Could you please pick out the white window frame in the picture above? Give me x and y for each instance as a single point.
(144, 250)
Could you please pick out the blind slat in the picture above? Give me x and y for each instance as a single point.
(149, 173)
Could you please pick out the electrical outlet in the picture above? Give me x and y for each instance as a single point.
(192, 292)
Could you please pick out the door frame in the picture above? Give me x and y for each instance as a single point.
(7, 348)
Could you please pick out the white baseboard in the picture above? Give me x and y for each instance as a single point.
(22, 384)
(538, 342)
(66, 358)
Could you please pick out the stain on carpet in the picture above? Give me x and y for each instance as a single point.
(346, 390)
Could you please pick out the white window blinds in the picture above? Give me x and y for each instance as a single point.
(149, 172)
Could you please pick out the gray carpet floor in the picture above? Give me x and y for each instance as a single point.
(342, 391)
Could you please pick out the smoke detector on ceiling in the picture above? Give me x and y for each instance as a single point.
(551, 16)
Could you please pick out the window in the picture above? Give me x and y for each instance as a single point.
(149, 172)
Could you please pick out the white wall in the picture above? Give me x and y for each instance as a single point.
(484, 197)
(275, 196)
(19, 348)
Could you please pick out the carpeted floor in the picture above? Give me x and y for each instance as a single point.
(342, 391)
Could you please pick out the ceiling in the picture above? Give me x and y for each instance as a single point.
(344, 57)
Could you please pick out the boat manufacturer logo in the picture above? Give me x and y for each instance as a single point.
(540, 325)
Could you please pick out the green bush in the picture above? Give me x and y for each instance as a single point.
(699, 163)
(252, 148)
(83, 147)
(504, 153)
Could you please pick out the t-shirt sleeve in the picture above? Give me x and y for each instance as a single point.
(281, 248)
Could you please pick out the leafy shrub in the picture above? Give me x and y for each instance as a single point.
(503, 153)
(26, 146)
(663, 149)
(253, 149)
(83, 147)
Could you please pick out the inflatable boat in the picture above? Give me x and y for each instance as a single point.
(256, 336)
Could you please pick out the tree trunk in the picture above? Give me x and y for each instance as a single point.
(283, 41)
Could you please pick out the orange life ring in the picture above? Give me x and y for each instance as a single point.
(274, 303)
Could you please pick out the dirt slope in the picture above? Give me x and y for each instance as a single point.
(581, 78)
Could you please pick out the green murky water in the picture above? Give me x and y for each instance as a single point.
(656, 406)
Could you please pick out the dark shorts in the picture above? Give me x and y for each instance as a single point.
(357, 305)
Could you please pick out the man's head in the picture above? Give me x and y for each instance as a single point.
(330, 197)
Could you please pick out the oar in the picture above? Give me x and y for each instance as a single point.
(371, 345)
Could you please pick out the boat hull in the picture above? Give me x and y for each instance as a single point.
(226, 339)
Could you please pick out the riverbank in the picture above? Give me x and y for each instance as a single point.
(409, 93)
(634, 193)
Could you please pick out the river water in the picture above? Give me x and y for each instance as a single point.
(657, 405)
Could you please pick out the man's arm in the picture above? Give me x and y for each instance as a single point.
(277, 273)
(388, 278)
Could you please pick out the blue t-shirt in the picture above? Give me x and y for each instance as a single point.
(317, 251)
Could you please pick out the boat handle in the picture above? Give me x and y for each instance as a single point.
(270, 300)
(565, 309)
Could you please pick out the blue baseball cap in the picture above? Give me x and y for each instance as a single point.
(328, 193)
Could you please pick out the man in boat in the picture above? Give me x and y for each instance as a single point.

--

Copy the items word for word, starting at the line that contains "Could you please pick out the tree" and ending at the last line of the items.

Could you please pick out the tree trunk in the picture above? Give me x and y for each instance as a single point.
(283, 41)
Could you please pick out the orange life ring in the picture above? Give me x and y for each instance as a single point.
(274, 303)
Could you please pick out the dirt slope in the picture above? Give me x and y for each instance as a single point.
(581, 78)
Could you please pick out the green murky water in the picture above? Give me x and y for each instance as a single point.
(656, 406)
Could you please pick out the dark shorts in the picture above? Give me x and y for each instance as a single point.
(357, 305)
Could you please pick out the man's head in the picture above? Give me x and y for each instance as a single point.
(330, 197)
Could you please pick out the oar in the picture above? Give me x and y for each instance as a single point.
(371, 345)
Could you please pick out the boat hull in the picture above? Give me x and y for each instance as a single point.
(226, 339)
Could you please pick out the riverbank in the picture above? Give me x and y for each instance as a single point.
(409, 93)
(634, 193)
Could you please pick out the river water in the picture above? Give me x and y for each instance as a single point.
(657, 405)
Could you please pick out the man's arm in the picture above? Give me x and y for each instance as a single point.
(277, 273)
(388, 278)
Could you please pick out the blue t-shirt in the picture above? Give me x and y for each instance as a single point.
(317, 251)
Could you please pick out the boat handle in the picture above? Give me x and y for each instance as a single point.
(270, 300)
(565, 309)
Could you please pick out the blue baseball cap in the picture above? Give me x and y for each instance as a single point.
(328, 193)
Could you please pick out the man in boat in the picture above? Give me x and y for each instance as a single point.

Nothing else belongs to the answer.